___ Text segment

But after a decade of growing at high double-and triple-digit rates as it expanded rapidly into new services
and new countries, eBay's growth has been slowing, and some investors are concerned the party might soon be coming to an end.

The company's share price, which has dropped by more than 40 per cent over the past six months, took another slide last week after a leading brokerage firm cut its rating on the stock to "underperform".

Safa Rashtchy, of Piper Jaffray, also dropped his target price to $25 from $30.

He said recent trends at the online auction company suggest "a worsening picture for eBay".

The analyst said he was concerned that buyers were not coming to the auction site the way they once did.

This meant eBay might have to boost its advertising and marketing costs, which would cut into its profit.

The company has tried several strategies in an attempt to stimulate growth in its core auction listings, where growth has been slowing the fastest, but analysts are sceptical about their chances of success.

Growth continues to be relatively strong for eBay stores - professional or semi-professional sellers who set up their own virtual storefronts - but the company doesn't get as much money from them as it does from regular listings.

In any case, Rashtchy says, it's not sellers who are the real growth problem but a lack of buyers.

For some observers, a sign of eBay's desire to boost its growth was the purchase of Skype, the free - and unprofitable - internet phone network it this year agreed to buy for between US$2.4 billion and US$4.1 billion, depending on the company's financial performance.

Although eBay has been integrating Skype's voice-over-internet calling into some of its services, there has been little sign that it will get enough benefit from Skype to justify the purchase price.

This has increased concerns about the company's financial future.

To make matters worse, a recent report from one brokerage firm said Skype's growth also seemed to be slowing.

RBC Capital Markets analyst Jordan Rohan said increases in two main measures of growth at the voice-over-internet company - number of downloads and number of new users - had slowed since eBay bought the company.

"Our recent checks indicate ... that the user growth is no longer accelerating," he said.

______
___ Provided records

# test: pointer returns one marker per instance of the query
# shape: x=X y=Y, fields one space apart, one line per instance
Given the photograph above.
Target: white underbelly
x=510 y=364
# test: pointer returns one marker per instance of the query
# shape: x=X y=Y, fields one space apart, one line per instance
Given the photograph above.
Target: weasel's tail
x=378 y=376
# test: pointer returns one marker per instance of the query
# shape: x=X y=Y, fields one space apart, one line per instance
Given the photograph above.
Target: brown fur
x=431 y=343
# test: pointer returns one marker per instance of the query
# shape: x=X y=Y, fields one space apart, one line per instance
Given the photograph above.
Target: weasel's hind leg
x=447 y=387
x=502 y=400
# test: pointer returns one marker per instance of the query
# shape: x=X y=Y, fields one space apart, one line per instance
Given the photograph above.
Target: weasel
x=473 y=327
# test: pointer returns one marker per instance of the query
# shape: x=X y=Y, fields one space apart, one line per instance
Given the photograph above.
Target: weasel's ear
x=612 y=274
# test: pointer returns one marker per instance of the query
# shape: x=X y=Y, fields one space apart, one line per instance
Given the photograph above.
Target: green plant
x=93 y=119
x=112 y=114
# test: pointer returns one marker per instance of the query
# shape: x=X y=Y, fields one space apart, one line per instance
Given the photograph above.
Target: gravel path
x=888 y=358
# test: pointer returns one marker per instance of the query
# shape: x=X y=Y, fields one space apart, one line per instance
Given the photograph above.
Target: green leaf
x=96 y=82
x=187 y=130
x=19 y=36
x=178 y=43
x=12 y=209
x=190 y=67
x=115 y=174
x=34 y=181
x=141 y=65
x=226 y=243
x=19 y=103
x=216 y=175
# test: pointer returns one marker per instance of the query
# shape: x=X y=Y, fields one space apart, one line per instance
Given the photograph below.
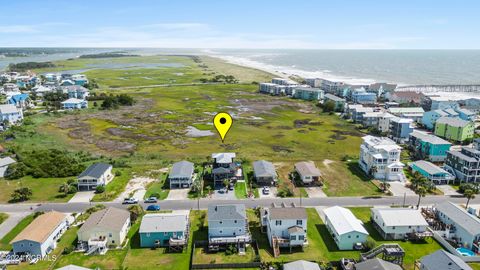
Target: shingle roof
x=301 y=265
x=226 y=212
x=442 y=260
x=41 y=227
x=95 y=170
x=307 y=168
x=377 y=264
x=343 y=221
x=262 y=168
x=171 y=222
x=181 y=169
x=461 y=217
x=110 y=218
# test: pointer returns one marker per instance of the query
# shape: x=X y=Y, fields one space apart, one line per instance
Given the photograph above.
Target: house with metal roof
x=227 y=223
x=164 y=230
x=40 y=237
x=307 y=171
x=103 y=229
x=463 y=226
x=286 y=226
x=399 y=223
x=181 y=174
x=301 y=265
x=264 y=173
x=346 y=229
x=98 y=174
x=441 y=259
x=432 y=172
x=428 y=146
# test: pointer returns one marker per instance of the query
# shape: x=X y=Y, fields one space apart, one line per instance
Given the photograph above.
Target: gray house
x=441 y=259
x=98 y=174
x=181 y=175
x=264 y=173
x=227 y=224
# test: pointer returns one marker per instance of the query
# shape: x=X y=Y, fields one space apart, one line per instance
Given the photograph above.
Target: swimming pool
x=466 y=252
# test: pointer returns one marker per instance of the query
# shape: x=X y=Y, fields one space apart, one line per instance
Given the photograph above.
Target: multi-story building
x=428 y=146
x=465 y=163
x=380 y=157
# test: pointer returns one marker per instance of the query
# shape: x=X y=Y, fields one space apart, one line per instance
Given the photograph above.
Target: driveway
x=178 y=194
x=448 y=190
x=399 y=189
x=82 y=196
x=315 y=192
x=272 y=194
x=12 y=221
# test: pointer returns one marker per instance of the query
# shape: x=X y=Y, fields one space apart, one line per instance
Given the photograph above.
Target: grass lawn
x=3 y=217
x=5 y=242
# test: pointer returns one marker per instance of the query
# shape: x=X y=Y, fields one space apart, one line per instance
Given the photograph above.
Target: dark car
x=153 y=207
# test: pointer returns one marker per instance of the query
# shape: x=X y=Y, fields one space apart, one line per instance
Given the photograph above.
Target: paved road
x=250 y=203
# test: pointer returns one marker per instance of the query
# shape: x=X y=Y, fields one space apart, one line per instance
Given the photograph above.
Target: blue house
x=74 y=103
x=164 y=230
x=429 y=146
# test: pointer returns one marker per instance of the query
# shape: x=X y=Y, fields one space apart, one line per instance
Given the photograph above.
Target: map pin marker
x=222 y=122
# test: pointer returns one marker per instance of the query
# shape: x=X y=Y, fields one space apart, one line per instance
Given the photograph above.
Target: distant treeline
x=107 y=55
x=29 y=65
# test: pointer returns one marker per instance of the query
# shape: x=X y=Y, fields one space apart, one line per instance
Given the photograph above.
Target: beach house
x=432 y=172
x=165 y=230
x=264 y=173
x=347 y=230
x=103 y=229
x=40 y=237
x=428 y=146
x=98 y=174
x=399 y=223
x=181 y=175
x=380 y=158
x=454 y=129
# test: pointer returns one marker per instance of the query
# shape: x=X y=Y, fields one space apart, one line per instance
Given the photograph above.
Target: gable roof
x=41 y=227
x=377 y=264
x=461 y=217
x=262 y=168
x=181 y=169
x=343 y=221
x=441 y=259
x=301 y=265
x=171 y=222
x=226 y=212
x=307 y=168
x=400 y=216
x=110 y=218
x=95 y=170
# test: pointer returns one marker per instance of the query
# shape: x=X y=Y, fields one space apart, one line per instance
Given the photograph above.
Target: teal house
x=164 y=230
x=429 y=146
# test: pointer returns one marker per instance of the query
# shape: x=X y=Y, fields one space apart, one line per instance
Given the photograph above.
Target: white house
x=307 y=171
x=40 y=237
x=285 y=226
x=105 y=228
x=10 y=113
x=380 y=157
x=98 y=174
x=346 y=229
x=399 y=223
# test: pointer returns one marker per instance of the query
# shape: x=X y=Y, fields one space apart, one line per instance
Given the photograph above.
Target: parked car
x=153 y=207
x=151 y=200
x=130 y=201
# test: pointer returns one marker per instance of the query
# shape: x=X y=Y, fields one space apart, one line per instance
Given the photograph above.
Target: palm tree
x=469 y=194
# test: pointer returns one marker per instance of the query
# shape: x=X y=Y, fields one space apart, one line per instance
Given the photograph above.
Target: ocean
x=404 y=67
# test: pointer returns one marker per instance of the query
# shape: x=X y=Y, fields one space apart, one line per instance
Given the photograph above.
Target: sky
x=295 y=24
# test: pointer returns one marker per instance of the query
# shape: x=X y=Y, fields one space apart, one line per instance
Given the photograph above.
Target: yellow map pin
x=222 y=122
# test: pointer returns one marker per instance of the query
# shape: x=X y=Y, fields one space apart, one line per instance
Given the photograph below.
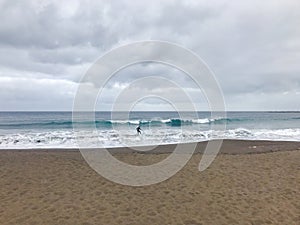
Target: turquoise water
x=55 y=129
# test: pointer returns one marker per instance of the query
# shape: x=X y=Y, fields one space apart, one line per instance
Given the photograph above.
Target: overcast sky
x=253 y=47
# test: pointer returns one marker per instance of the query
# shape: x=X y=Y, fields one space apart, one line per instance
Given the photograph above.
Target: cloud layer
x=252 y=46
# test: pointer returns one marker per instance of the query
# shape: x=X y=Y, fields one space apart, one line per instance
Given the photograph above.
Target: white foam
x=129 y=137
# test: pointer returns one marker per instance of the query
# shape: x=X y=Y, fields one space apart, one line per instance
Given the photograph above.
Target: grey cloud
x=252 y=46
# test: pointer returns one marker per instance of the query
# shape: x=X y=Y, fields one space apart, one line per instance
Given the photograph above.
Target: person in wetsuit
x=138 y=129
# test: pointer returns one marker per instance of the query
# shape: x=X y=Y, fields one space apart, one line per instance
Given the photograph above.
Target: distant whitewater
x=19 y=130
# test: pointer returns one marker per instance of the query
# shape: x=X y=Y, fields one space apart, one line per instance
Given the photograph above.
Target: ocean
x=26 y=130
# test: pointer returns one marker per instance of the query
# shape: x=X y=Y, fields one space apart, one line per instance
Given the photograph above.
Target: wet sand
x=250 y=182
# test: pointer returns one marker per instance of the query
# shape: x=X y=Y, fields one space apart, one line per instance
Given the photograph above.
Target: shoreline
x=229 y=146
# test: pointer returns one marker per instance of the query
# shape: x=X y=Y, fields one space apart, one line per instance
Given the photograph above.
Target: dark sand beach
x=249 y=182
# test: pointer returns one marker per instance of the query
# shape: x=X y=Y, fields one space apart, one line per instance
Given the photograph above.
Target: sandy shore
x=58 y=187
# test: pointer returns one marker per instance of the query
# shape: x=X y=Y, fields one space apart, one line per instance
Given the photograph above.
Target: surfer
x=138 y=129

______

» Task prompt
Write the next part of the article on eBay's slowing growth, starting after its final sentence.

» Output of the exercise
To stimulate growth, eBay might have to spend money on marketing or offer price promotions.

"If eBay chooses to do both, margins would fall short of our revised forecast," Rohan said.

As well as auctions and storefronts set up by power sellers, one of the factors in eBay's growth has been its online payment service, PayPal.

Unfortunately for eBay, concerns about that have been increasing since search giant Google started its own payment scheme, Google Checkout. Although it was introduced only recently and has yet to catch on with many users, some analysts believe Google's service will be more attractive to online sellers than PayPal, which would take even more steam out of eBay's growth.

It's not as though eBay is about to go under.

In the quarter to June, the company's core listings turned in growth of 26 per cent - beating the previous quarter's 22 per cent - and after excluding the cost of expensing stock options, profit was in line with analysts' expectations.

Growth also continued to be healthy in the United States and several foreign markets, including Britain and Germany, although it slowed in Canada, France, Australia, China and some others.

But there are enough worrisome trends at eBay to have analysts and investors concerned about its ability to keep its growth rate stable, let alone increase it.

One of its core growth activities is slowing, fears of competitive pressures affecting a second are rising, and question marks are being raised about a third ... there isn't much left for the market to get excited about.